- Requirements:
1. Decide whether each of the statements (a), (b) and (c) agrees with the text-graph notebook, answering yes or no and quoting the deciding words of the notebook exactly. (a) The annotation step writes its output to csv/newselaORbritannica_with_annotation.csv. (b) The confidence value passed to the annotation service is 0.5. (c) Outliers are removed on a training set.
2. Carry the text-graph notebook forward from its final line, completing the code that is left unfinished.

- Excerpt:
____________________

# Create text graphs
* This notebook takes the newsela/britannica folder and the newsela/britannica.csv file and:
    1. Annotates the files (output: csv/newselaORbritannica_with_annotation.csv)
    2. Removes outliers on a test set by the Sematch package.
    3. Breaks the nodes into sentences and paragraphs.
    4. Creates the text graphs as described in Stajner and Hulpus (2015).
    
* The final output of running this specific notebook is csv/britannica_with_graphs.csv
* Can be run with different data sets - newsela/britannica_semrel/britannica_sematch_with_graphs.csv were created with this notebook

#### Import requirements

In [1]:
from ast import literal_eval
import codecs
from collections import defaultdict
import itertools
import networkx as nx
import nltk
nltk.download('wordnet')
nltk.download('wordnet_ic')
from nltk import word_tokenize
import numpy as np
import pandas as pd
import requests
from sematch.semantic.similarity import EntitySimilarity #changed the semantic/sparql.py file 
                                                         #to be compatible with python 3
import spacy
import spotlight
import time
from tqdm import tqdm, tqdm_notebook
import warnings
warnings.filterwarnings('ignore')

[nltk_data] Downloading package wordnet to /home/edit/nltk_data...
[nltk_data]   Package wordnet is already up-to-date!
[nltk_data] Downloading package wordnet_ic to /home/edit/nltk_data...
[nltk_data]   Package wordnet_ic is already up-to-date!


#### Define helper functions

In [2]:
def load_data(file_name):
    '''
    function that loads CSV files
    without adding new column for index
    '''
    df = pd.read_csv(file_name, index_col=0)
    return df

In [3]:
def annotate_text(text):
    '''
    function that takes a string as argument and returns a dictionary 
    as desribed in https://pypi.org/project/pyspotlight/
    confidence value is set based on experiment and literature described in the paper
    the "URI" values of the dictionary are used for further experiments
    '''
    try:
        annotation = spotlight.annotate(
            "https://api.dbpedia-spotlight.org/en/annotate",
            str(text),
            confidence=0.35,
            support=20,
        )

____________________

Data listing:
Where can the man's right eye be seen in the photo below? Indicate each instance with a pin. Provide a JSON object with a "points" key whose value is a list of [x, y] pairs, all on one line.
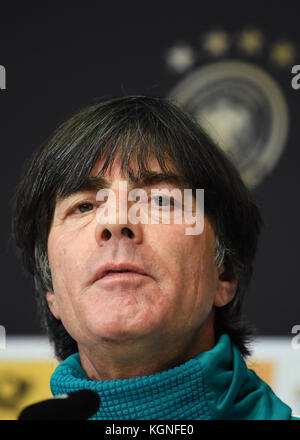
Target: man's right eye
{"points": [[84, 207]]}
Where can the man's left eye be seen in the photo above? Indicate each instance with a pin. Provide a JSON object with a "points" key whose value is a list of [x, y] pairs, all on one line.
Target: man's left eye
{"points": [[84, 207]]}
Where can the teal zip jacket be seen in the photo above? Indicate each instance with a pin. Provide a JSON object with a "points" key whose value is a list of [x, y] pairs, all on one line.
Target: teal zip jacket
{"points": [[214, 385]]}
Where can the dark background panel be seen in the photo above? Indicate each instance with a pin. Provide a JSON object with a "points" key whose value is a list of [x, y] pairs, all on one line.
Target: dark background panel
{"points": [[59, 58]]}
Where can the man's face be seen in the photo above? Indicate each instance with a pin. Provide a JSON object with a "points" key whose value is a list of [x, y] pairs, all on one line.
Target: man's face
{"points": [[173, 300]]}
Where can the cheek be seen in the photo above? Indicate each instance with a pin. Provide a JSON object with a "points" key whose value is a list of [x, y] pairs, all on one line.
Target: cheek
{"points": [[64, 258]]}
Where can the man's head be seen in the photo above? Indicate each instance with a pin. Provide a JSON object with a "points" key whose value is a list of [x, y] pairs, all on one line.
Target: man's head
{"points": [[192, 284]]}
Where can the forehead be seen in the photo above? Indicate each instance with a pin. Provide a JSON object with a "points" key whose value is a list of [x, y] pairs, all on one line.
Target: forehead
{"points": [[115, 170]]}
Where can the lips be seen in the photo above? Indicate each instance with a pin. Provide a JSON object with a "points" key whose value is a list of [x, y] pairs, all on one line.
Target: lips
{"points": [[110, 268]]}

____________________

- Exercise results:
1.
(a) Yes: "Annotates the files (output: csv/newselaORbritannica_with_annotation.csv)"
(b) No: "confidence=0.35,"
(c) No: "Removes outliers on a test set by the Sematch package."

2.
        return annotation
    
    #added to control for missing annotation when the link throws an error 
    except:
        return [0]

In [4]:
def annotate_df(series_of_file_paths):
    '''
    function that takes the series of file paths as seen in the newsela.csv
    and returns a list of annotations that can be added to the DF
    '''
    list_of_annotations = []
    for path in tqdm(series_of_file_paths):    
        with codecs.open(path.replace("IM/", ""), "r", encoding="utf-8", errors="ignore") as f:
            text_annotations = []
            text = f.read()
            text_annotation = annotate_text(str(text))
            list_of_annotations.append(text_annotation)

    return list_of_annotations

In [5]:
def create_graph(annotation, max_path_length=4):
    '''
    function that creates a graph based on an annotation dictionary created by the annotate_text() function    
    part 1 of the graph creation as described by Stajner and Hulpus (2015)
    forms a graph of all nodes connected to the original nodes up to the max_path_length
    using DBPedia JSON files under "http://dbpedia.org/data/"
    returns a networkx Graph object
    max path length parameter is set to 4 as in the paper 
    
    '''    
    start = time.time()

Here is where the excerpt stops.